Count the lines in the entries below that contain the word "wheel", and reply with only that number.

Supplied information ▸
****************************************
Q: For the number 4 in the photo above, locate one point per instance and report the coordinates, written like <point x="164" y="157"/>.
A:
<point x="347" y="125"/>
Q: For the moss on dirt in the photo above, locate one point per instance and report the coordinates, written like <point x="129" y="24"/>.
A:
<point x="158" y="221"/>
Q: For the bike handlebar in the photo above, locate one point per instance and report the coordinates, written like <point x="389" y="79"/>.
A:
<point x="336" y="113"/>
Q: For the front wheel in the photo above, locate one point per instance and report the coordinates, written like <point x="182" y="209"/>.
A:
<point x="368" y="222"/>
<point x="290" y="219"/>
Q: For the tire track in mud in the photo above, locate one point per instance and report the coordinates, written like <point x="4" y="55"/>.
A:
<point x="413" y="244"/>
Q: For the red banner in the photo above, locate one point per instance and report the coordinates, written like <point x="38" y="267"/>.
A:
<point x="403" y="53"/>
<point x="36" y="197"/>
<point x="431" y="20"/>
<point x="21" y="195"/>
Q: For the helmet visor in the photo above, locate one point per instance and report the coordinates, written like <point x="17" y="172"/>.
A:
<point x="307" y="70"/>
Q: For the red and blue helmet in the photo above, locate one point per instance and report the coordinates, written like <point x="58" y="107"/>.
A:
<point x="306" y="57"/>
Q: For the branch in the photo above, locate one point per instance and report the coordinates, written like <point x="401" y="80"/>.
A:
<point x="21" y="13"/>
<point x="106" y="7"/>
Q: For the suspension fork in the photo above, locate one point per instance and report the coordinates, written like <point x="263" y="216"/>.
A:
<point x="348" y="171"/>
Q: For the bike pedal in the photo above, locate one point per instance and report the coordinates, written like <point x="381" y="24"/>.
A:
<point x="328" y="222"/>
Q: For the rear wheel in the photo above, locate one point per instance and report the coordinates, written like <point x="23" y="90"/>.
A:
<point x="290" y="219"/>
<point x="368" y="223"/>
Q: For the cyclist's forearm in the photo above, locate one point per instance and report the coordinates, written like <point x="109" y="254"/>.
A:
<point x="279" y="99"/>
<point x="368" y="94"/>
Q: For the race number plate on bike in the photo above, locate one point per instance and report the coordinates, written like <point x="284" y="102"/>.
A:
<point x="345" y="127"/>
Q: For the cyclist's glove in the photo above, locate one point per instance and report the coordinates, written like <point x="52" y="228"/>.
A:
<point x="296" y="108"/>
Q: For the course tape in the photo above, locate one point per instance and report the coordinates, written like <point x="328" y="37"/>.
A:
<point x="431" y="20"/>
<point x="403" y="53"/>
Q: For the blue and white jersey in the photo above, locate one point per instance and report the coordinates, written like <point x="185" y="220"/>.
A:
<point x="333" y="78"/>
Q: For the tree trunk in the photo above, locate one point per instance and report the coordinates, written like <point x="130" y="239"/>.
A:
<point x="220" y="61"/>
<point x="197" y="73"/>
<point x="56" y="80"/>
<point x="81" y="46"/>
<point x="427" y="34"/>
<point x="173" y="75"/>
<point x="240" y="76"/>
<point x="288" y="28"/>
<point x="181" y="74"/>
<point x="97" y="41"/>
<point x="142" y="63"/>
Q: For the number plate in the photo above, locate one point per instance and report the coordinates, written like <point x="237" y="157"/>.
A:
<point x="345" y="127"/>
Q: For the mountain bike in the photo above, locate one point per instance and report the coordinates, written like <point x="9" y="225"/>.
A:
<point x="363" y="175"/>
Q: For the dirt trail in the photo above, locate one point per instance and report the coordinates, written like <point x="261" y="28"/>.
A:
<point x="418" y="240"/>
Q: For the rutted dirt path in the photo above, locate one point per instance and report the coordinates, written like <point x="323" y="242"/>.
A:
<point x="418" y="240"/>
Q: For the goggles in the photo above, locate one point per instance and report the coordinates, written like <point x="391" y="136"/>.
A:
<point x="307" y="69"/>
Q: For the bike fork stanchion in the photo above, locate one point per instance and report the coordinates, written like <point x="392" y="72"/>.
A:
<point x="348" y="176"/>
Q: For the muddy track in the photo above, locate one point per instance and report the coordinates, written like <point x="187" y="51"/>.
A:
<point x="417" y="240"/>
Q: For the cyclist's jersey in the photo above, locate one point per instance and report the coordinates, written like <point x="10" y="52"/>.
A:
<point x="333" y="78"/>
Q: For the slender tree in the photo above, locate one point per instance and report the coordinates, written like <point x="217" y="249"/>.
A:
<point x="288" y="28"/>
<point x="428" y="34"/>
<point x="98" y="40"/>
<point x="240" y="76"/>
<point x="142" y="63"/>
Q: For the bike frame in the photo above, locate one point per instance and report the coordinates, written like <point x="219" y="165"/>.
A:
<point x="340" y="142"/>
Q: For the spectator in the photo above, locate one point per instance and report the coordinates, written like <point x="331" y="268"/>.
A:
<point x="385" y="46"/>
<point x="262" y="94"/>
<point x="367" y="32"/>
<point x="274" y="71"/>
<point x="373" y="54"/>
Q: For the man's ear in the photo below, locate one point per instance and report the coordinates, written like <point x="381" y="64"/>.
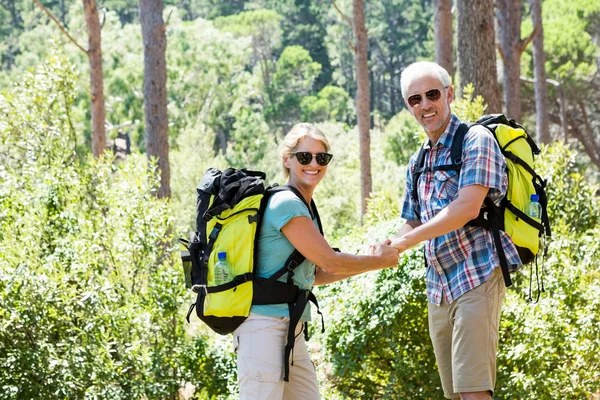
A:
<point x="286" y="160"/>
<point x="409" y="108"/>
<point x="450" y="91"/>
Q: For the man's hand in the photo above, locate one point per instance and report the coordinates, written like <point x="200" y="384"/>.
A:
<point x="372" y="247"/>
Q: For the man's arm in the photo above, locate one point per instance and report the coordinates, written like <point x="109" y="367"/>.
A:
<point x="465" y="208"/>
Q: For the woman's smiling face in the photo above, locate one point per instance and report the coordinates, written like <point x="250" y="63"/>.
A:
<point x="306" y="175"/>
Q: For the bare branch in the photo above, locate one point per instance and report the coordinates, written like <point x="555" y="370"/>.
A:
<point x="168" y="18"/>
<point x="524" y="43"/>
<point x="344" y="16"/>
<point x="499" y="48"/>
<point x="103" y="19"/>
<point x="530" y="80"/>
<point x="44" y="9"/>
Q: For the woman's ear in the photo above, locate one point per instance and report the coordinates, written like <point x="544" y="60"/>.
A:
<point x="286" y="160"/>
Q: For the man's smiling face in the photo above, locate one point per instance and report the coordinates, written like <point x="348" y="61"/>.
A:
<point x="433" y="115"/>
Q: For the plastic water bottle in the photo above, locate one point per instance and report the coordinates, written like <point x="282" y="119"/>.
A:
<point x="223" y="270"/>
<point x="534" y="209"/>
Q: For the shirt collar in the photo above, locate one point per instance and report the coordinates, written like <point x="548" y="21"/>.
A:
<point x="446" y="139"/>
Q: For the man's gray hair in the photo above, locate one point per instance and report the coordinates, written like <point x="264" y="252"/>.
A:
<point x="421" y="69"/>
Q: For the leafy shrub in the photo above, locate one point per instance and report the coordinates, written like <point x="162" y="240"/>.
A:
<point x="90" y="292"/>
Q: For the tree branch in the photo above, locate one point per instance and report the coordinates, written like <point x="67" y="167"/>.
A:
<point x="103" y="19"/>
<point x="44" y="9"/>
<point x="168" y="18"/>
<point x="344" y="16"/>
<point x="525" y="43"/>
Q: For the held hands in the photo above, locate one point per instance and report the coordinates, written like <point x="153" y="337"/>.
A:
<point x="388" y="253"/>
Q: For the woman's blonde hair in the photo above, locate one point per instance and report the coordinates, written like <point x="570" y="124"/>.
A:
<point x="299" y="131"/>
****************************************
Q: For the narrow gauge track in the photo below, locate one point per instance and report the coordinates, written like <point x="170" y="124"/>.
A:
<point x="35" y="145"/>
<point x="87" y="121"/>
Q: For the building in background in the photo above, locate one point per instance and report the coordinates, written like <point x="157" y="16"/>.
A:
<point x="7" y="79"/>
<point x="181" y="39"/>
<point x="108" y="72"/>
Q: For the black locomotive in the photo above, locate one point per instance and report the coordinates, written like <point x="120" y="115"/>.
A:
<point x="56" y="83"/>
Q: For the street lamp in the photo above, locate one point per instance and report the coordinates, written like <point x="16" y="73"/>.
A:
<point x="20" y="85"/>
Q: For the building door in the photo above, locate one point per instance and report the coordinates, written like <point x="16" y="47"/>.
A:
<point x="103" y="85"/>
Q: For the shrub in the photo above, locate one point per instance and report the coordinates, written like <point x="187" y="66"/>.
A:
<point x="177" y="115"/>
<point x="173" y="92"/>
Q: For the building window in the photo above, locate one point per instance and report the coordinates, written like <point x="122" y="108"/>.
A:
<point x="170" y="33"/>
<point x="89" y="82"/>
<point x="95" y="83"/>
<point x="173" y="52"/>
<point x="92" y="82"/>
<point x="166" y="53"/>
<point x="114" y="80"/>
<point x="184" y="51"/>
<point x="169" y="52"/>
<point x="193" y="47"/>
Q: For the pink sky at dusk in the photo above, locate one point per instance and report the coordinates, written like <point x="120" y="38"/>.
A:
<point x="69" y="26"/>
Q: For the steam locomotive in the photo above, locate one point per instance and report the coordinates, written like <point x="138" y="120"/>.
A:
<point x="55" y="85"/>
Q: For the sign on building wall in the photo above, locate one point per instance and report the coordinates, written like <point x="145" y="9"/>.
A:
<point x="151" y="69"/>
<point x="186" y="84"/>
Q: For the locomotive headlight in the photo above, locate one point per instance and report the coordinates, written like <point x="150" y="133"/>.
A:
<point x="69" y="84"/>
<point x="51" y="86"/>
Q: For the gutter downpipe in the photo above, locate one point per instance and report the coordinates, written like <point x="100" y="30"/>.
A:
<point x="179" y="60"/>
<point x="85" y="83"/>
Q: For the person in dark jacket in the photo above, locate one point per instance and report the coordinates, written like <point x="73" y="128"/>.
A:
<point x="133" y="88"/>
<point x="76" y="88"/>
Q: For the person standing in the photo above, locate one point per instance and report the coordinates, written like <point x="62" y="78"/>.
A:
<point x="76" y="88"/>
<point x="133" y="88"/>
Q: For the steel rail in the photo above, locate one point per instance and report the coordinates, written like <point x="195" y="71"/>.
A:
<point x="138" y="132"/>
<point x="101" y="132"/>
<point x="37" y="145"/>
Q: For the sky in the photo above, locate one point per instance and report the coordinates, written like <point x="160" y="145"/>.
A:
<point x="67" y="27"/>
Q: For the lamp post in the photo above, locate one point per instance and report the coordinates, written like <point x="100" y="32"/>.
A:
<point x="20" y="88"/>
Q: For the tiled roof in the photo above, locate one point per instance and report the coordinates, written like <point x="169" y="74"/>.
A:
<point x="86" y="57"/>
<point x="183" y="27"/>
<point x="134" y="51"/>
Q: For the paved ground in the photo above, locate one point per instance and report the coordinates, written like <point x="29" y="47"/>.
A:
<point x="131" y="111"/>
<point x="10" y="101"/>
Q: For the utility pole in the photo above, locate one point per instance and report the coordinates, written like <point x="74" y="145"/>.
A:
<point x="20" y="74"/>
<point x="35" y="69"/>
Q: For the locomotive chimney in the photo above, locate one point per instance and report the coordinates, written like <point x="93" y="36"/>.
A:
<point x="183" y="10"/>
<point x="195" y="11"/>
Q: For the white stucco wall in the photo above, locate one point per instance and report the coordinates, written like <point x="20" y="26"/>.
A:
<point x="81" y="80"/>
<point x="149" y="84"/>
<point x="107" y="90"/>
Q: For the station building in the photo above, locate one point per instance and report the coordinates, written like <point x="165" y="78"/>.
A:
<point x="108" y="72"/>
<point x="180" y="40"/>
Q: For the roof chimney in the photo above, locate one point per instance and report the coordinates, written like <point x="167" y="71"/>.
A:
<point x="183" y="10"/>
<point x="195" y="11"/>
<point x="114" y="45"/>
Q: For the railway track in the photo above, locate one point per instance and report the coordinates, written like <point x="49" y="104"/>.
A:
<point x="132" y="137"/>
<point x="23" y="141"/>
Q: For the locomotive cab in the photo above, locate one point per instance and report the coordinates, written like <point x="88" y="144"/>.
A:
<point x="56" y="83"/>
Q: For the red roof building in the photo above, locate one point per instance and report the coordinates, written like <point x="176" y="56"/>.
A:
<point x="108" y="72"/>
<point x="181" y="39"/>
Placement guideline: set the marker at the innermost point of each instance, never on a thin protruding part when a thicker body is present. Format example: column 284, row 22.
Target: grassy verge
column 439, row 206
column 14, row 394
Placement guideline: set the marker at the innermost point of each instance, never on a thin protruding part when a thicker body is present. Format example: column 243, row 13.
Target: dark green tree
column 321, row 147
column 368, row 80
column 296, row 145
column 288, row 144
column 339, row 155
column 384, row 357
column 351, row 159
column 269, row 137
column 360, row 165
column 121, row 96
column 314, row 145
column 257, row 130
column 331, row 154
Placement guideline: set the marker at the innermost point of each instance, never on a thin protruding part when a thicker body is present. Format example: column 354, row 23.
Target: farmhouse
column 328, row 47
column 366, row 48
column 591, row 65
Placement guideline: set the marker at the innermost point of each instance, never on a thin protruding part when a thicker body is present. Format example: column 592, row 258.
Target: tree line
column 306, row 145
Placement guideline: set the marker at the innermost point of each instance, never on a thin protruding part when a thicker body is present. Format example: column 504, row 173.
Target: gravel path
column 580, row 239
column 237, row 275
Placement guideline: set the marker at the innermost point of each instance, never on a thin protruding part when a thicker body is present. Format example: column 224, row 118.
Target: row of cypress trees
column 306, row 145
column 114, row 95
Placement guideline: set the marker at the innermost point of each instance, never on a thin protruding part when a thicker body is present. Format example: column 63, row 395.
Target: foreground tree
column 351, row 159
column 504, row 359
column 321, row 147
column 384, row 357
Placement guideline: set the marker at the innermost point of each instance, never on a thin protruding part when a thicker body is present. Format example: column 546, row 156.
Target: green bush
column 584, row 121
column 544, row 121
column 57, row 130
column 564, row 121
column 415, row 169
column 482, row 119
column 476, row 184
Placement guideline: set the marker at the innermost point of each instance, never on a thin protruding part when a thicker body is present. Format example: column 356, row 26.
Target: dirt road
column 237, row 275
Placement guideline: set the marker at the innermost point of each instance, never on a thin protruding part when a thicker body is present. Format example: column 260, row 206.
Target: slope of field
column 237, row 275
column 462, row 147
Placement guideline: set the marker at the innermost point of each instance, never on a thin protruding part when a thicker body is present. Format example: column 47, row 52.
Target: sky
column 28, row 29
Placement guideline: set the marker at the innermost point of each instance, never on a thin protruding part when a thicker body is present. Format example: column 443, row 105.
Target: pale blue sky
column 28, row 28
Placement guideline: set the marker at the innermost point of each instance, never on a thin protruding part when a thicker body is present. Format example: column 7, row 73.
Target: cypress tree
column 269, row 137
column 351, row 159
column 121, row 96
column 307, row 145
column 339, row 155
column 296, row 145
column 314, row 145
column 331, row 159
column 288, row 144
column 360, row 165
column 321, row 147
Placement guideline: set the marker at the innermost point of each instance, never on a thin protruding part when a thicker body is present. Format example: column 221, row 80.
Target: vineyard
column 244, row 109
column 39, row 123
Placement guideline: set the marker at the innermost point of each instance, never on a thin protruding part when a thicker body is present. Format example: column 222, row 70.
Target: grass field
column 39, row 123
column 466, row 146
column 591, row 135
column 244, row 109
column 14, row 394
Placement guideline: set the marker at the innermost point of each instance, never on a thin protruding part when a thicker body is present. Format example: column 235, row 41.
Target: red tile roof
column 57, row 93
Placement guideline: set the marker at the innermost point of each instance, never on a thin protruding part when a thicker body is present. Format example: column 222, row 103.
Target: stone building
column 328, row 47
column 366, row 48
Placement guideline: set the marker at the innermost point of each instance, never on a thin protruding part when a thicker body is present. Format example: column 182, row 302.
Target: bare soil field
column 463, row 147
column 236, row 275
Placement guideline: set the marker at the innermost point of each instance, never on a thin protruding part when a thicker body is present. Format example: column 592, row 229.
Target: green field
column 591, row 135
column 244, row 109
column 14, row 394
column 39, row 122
****************************************
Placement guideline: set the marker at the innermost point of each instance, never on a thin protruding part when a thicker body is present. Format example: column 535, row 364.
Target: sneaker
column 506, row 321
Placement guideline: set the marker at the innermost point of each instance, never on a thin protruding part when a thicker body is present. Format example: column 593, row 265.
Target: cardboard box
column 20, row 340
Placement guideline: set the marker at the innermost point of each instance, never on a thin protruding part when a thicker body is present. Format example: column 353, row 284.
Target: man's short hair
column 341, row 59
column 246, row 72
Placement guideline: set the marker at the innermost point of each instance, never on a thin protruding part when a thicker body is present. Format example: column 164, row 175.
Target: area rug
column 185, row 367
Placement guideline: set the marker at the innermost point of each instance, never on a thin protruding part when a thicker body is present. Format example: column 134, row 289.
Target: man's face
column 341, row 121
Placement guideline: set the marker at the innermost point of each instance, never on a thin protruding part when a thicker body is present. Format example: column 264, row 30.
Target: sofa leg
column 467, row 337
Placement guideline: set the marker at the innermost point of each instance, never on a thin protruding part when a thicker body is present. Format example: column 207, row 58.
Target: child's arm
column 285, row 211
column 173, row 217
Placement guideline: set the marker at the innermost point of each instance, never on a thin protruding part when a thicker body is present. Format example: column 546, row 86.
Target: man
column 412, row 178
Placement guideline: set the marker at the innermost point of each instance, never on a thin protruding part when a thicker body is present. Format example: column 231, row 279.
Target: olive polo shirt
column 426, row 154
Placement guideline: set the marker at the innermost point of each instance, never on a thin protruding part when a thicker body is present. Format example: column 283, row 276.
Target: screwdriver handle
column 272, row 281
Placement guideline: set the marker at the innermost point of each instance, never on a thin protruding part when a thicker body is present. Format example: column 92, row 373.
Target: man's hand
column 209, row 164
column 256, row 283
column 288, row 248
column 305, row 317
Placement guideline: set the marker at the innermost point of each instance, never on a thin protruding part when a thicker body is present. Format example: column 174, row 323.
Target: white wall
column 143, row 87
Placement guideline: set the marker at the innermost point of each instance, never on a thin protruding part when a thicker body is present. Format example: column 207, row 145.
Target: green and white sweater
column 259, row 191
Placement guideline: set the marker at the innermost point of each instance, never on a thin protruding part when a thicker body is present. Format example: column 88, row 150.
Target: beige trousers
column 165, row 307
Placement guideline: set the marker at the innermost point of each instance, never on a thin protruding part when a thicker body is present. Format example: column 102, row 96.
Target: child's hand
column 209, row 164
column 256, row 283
****************************************
Response to the exercise ▸
2